**EXERCISE DETAILS:** Repeat each of these lines word for word, leaving out the pictures.

Point annotation data:

-- start --

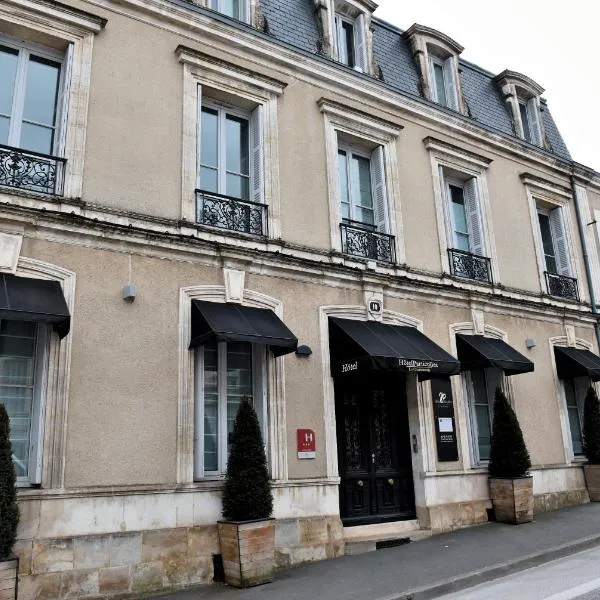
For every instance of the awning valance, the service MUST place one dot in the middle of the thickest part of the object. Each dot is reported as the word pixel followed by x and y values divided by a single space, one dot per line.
pixel 358 346
pixel 479 352
pixel 39 300
pixel 574 362
pixel 237 323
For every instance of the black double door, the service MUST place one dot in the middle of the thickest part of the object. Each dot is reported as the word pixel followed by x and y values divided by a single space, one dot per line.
pixel 374 449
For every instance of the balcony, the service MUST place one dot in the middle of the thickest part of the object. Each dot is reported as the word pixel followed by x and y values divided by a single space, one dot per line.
pixel 364 241
pixel 233 214
pixel 31 171
pixel 562 286
pixel 470 266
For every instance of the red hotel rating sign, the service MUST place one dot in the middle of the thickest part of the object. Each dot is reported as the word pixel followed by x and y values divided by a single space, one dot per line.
pixel 307 443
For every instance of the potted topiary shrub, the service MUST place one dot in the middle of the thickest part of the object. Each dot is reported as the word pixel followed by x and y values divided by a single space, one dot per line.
pixel 591 444
pixel 511 488
pixel 9 513
pixel 247 533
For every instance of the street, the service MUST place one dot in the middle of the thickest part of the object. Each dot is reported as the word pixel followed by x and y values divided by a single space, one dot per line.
pixel 576 577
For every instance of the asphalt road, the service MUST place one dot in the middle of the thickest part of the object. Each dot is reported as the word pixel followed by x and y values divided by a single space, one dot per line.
pixel 575 577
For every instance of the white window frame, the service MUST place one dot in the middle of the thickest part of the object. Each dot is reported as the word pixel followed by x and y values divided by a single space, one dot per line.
pixel 260 403
pixel 201 75
pixel 343 120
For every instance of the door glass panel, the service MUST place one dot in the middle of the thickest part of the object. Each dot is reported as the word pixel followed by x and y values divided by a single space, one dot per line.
pixel 17 368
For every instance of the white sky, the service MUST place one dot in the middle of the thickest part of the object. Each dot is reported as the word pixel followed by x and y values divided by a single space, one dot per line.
pixel 552 41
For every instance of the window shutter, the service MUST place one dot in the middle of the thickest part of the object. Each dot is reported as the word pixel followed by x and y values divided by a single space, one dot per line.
pixel 473 216
pixel 450 81
pixel 559 241
pixel 379 189
pixel 360 44
pixel 64 102
pixel 256 156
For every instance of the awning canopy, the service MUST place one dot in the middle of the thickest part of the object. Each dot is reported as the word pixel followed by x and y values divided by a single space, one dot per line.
pixel 236 323
pixel 573 362
pixel 39 300
pixel 479 352
pixel 358 346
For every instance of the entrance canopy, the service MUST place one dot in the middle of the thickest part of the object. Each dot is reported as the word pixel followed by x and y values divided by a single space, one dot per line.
pixel 479 352
pixel 237 323
pixel 573 362
pixel 38 300
pixel 360 346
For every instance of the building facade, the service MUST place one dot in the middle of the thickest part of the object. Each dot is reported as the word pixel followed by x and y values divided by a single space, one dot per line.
pixel 290 201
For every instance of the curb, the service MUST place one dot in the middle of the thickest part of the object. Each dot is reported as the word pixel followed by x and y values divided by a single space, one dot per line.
pixel 467 580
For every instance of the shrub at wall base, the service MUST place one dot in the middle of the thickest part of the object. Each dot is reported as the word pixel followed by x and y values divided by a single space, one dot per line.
pixel 247 535
pixel 9 513
pixel 591 444
pixel 511 488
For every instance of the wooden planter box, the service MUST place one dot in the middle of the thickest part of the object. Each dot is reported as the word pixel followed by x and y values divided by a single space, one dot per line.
pixel 592 480
pixel 512 499
pixel 248 550
pixel 9 570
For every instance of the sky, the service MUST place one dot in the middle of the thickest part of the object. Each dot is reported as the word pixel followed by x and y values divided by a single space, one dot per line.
pixel 552 41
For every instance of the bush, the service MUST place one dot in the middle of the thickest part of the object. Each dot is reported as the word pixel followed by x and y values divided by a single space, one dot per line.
pixel 509 456
pixel 591 427
pixel 9 511
pixel 247 494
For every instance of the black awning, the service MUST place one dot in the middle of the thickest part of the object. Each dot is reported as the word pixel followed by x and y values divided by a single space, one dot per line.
pixel 479 352
pixel 39 300
pixel 237 323
pixel 358 346
pixel 573 362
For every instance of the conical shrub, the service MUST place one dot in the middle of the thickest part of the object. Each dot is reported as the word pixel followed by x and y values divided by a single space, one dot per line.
pixel 509 456
pixel 9 511
pixel 247 493
pixel 591 427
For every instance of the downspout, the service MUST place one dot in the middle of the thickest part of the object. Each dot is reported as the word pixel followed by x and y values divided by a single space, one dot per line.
pixel 586 259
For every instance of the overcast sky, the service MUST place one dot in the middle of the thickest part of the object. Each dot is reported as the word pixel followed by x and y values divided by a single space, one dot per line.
pixel 552 41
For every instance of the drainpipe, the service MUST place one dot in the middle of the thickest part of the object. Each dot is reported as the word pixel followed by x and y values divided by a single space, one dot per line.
pixel 586 259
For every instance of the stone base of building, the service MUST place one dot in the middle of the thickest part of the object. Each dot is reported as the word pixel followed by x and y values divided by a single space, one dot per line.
pixel 152 561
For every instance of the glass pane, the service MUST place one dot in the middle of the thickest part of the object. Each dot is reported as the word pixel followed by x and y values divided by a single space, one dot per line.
pixel 237 145
pixel 208 138
pixel 440 86
pixel 37 138
pixel 211 409
pixel 41 92
pixel 8 71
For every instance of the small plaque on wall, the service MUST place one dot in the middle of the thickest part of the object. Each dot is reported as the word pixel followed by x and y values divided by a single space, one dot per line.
pixel 445 425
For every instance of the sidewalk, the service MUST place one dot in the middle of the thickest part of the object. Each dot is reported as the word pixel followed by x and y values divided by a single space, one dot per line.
pixel 440 564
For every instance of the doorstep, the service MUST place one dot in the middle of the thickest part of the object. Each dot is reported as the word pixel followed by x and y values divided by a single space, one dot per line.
pixel 368 538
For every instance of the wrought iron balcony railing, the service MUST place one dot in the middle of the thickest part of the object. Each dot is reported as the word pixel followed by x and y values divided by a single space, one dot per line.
pixel 360 239
pixel 31 171
pixel 470 266
pixel 234 214
pixel 562 286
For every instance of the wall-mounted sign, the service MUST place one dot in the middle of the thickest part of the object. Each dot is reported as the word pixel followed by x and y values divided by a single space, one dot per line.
pixel 307 444
pixel 445 425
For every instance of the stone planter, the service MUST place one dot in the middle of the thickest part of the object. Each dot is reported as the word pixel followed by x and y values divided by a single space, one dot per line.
pixel 512 499
pixel 248 550
pixel 9 569
pixel 592 480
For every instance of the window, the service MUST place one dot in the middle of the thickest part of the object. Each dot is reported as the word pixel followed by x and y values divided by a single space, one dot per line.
pixel 481 386
pixel 22 371
pixel 237 9
pixel 226 372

-- end --

**TASK ANSWER:**
For every instance of the awning valance, the service MUST place one dot in the middle of the thickest part of the object. Each dot is reported as the word pixel followed by x and y values divided by a single space, one dot per line.
pixel 358 346
pixel 479 352
pixel 39 300
pixel 574 362
pixel 237 323
For every instance of the black double door, the service MUST place one dot in the middle of the thickest part of the object. Each dot is reported as the word pixel followed by x and y values divided by a single space, one dot per line.
pixel 374 449
For every instance of the balcony, the service MUST place one dot in the middle of the thickest part of the object. Each dot is reported as the word pixel followed by x and y values divided by a single space, one dot per line.
pixel 364 241
pixel 233 214
pixel 31 171
pixel 562 286
pixel 470 266
For every instance of the red hotel rating sign, the service MUST place one dot in the middle of the thickest part of the object. Each dot is reported as the word pixel followed by x and y values divided by a single space, one dot per line.
pixel 307 443
For every instance of the potted topiary shrub, the service MUST place one dot in the middle of the thickest part of the object. Each dot is reported as the word pixel followed by x and y values divided by a single space, one dot per line.
pixel 591 444
pixel 511 488
pixel 9 513
pixel 247 533
For every instance of the street, the service MUST place one dot in the middle of the thickest part of the object. Each dot is reported as the word pixel followed by x and y values divided by a single space, one dot per line.
pixel 576 577
For every instance of the asphalt road, the service MUST place one dot in the middle of the thickest part of the object. Each dot is reported as the word pixel followed by x and y values divided by a single space, one dot per line.
pixel 575 577
For every instance of the white window frame, the service MUST place one dot in the middle of the thickest part of the object. Each dot is reported as the word pixel followed by x and y values divided by a single space, one dot per line.
pixel 260 403
pixel 201 75
pixel 343 120
For every instance of the door glass panel, the service MUST place one dot in the middle of the thickest part of the object. Each dot is reported as the word pixel followed by x and y values divided by a single space, one dot per line.
pixel 17 368
For every instance of the white sky, the service MUST place one dot in the middle of the thickest part of the object. Each dot is reported as the word pixel followed by x and y values divided by a single space, one dot per line.
pixel 552 41
For every instance of the window shutter, the service MUST place one dot in the middle of the thickest part of the object. Each dot is reported as the word pixel followed by x and y values divided by a single space, one dot per line.
pixel 473 216
pixel 450 81
pixel 559 241
pixel 379 189
pixel 360 44
pixel 64 102
pixel 256 156
For every instance of the awning canopy, the service MUST place one dot in the middle of the thickest part of the object. Each dot is reported as the word pixel followed by x and y values divided by a single space, one dot per line.
pixel 236 323
pixel 573 362
pixel 39 300
pixel 479 352
pixel 358 346
For every instance of the entrance canopy, the service MUST place one dot in the middle of the thickest part of the object. Each dot is reported as the word pixel followed by x and y values divided by a single space, one dot per line.
pixel 479 352
pixel 237 323
pixel 573 362
pixel 38 300
pixel 360 346
For every instance of the building facade, the service MUST place one dot in the middle of the thickest part of the object. Each dot is reported as the word pixel followed by x and y values divided by a single space, one dot per line.
pixel 290 201
For every instance of the curb, the service MUST place one dot in the middle of the thickest part of the object. Each dot is reported as the word pixel followed by x and y values divided by a single space, one dot per line.
pixel 467 580
For every instance of the shrub at wall base, the service MUST place one dot in the middle of the thickest part of the object. Each dot is reported as the word pixel followed by x and y values divided by a single space, one dot per line.
pixel 247 535
pixel 9 513
pixel 591 444
pixel 511 488
For every instance of the wooden planter box, the service MUST place one dot in the middle of the thickest part of the object. Each dot is reported as the word pixel followed by x and y values divided by a single space, one dot per line.
pixel 592 480
pixel 512 499
pixel 248 550
pixel 9 570
For every instance of the sky, the service MUST place one dot in the middle of the thickest part of the object. Each dot is reported as the word pixel followed by x and y values divided by a single space, one dot per line.
pixel 552 41
For every instance of the bush, the service MUST place one dot in the middle of the thickest part of the object. Each dot is reported as the word pixel followed by x and y values divided by a single space, one dot per line.
pixel 509 456
pixel 591 427
pixel 9 511
pixel 247 494
For every instance of the black awning, the service MUST place one dot in the middle of the thickest part of the object. Each dot is reported as the word pixel followed by x and y values divided by a single space, one dot per line.
pixel 479 352
pixel 39 300
pixel 237 323
pixel 358 346
pixel 573 362
For every instance of the conical shrub, the service MUST place one dot in the middle of the thickest part of the object. Each dot is reported as the word pixel followed by x and y values divided by a single space, one dot per line.
pixel 509 456
pixel 9 511
pixel 247 493
pixel 591 427
For every instance of the downspout, the service MUST place one dot in the middle of the thickest part of the object. Each dot is reported as the word pixel followed by x and y values divided by a single space, one dot per line.
pixel 586 259
For every instance of the overcast sky, the service MUST place one dot in the middle of the thickest part of the object. Each dot is reported as the word pixel followed by x and y values divided by a single space, one dot per line.
pixel 552 41
For every instance of the drainpipe, the service MUST place one dot in the middle of the thickest part of the object. Each dot is reported as the word pixel followed by x and y values divided by a single space, one dot per line.
pixel 586 259
For every instance of the stone base of building, the service MUST place one dot in the middle of the thickest part of the object. Each dot is reported as the word pixel followed by x and y values divided by a single space, one dot per line.
pixel 152 561
For every instance of the glass pane, the service MUST place one dot in the middle of the thickest part of the object. Each dot is reported as the word pixel followed by x and y values divided by a single space, one dot per line.
pixel 237 145
pixel 208 138
pixel 440 86
pixel 37 138
pixel 211 409
pixel 41 92
pixel 8 71
For every instance of the small plaque on wall, the service MUST place one dot in the middle of the thickest part of the object. Each dot is reported as the word pixel followed by x and y values divided by a single space, one dot per line.
pixel 445 425
For every instance of the sidewalk, the service MUST place one dot in the middle of the thickest part of the object. Each dot is reported as the word pixel followed by x and y values divided by a single space, one dot per line.
pixel 440 564
For every instance of the doorstep, the service MUST place one dot in the middle of the thickest part of the object. Each dot is reported as the word pixel followed by x and y values divided by a single space, one dot per line.
pixel 368 538
For every instance of the wrought iron balcony railing, the service MUST place one dot in the middle of the thickest part of the object. Each dot is reported as the word pixel followed by x and y values divided by a single space, one dot per line.
pixel 360 239
pixel 31 171
pixel 470 266
pixel 234 214
pixel 562 286
For every instance of the wall-mounted sign, the service MUST place one dot in the middle of the thickest part of the object. Each dot is reported as the word pixel followed by x and y values divided by a single space, one dot per line.
pixel 307 444
pixel 445 425
For every instance of the stone planter, the service MUST place one dot in the middle of the thickest part of the object. Each dot is reported as the word pixel followed by x and y values divided by a single space, one dot per line.
pixel 512 499
pixel 248 550
pixel 9 569
pixel 592 480
For every instance of the window, the service MUST place one dot in the middle of the thickest part of the object. Each dot is reported as the word pixel followed by x and y values divided by a single space, one dot per line.
pixel 481 386
pixel 22 371
pixel 237 9
pixel 226 372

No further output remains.